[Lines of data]
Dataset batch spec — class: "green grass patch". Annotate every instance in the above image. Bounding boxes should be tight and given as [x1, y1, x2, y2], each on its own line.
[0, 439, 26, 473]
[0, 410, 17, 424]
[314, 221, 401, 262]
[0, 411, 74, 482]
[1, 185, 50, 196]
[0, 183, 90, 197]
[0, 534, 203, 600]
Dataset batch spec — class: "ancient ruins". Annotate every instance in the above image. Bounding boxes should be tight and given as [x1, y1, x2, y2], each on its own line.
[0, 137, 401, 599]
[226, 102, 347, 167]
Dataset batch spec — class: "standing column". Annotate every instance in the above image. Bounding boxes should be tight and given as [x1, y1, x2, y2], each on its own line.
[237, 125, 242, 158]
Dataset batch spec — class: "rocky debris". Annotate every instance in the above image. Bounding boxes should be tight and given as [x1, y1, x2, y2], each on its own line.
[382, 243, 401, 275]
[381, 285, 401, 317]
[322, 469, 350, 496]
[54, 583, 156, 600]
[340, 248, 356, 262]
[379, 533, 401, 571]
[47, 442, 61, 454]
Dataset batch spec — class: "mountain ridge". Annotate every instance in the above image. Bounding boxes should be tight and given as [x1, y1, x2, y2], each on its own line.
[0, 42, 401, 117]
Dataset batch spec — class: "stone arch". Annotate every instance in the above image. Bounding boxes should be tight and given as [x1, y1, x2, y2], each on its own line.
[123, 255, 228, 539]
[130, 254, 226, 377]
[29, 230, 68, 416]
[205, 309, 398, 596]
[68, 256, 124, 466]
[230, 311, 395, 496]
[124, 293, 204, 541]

# Task statement
Substitute "Labeling batch spec" for each occurrence of "Dataset batch spec" in the material above. Reproduce the rest of the material in full without any other change.

# Reply
Labeling batch spec — class: "green grass patch". Annotate every instance in the above image. Bounding boxes should be tight and given as [x1, y1, x2, y2], each on its own line.
[0, 439, 26, 473]
[0, 410, 17, 424]
[314, 221, 401, 262]
[0, 411, 74, 482]
[1, 185, 50, 196]
[0, 183, 90, 197]
[0, 534, 203, 600]
Labeling batch spec — class: "ancient ruins". Annotate every instance in the above image. Bounding boxes should be tight and given as [x1, y1, x2, y2], each on its own line.
[0, 137, 401, 599]
[226, 102, 347, 167]
Labeling batch spec — class: "standing column". Annotate every instance in the above image. Bounding boxes should be tight and given as [x1, y1, x2, y2], each on its own line.
[237, 125, 242, 158]
Labeling batch spec — class: "rocky debris". Annotate every instance in the above image. Bounding boxes should be tight and given as [x1, y1, x2, y2], each on its own line.
[382, 243, 401, 275]
[381, 285, 401, 317]
[322, 469, 350, 496]
[54, 583, 156, 600]
[340, 248, 356, 262]
[379, 533, 401, 571]
[47, 442, 61, 454]
Labeling batch spec — class: "mountain ridge". Annotate every instance in the above image. Bounding boxes should be tight and given as [x1, y1, x2, y2], each on its own line.
[0, 42, 401, 117]
Labeling batch spec — class: "stone arch". Annotate every instance in the above image. Bounding boxes should be tight and given as [x1, y1, x2, y2], each on its own line.
[123, 255, 228, 539]
[130, 254, 226, 377]
[29, 230, 68, 416]
[205, 309, 398, 596]
[68, 256, 124, 466]
[230, 311, 395, 496]
[124, 293, 204, 541]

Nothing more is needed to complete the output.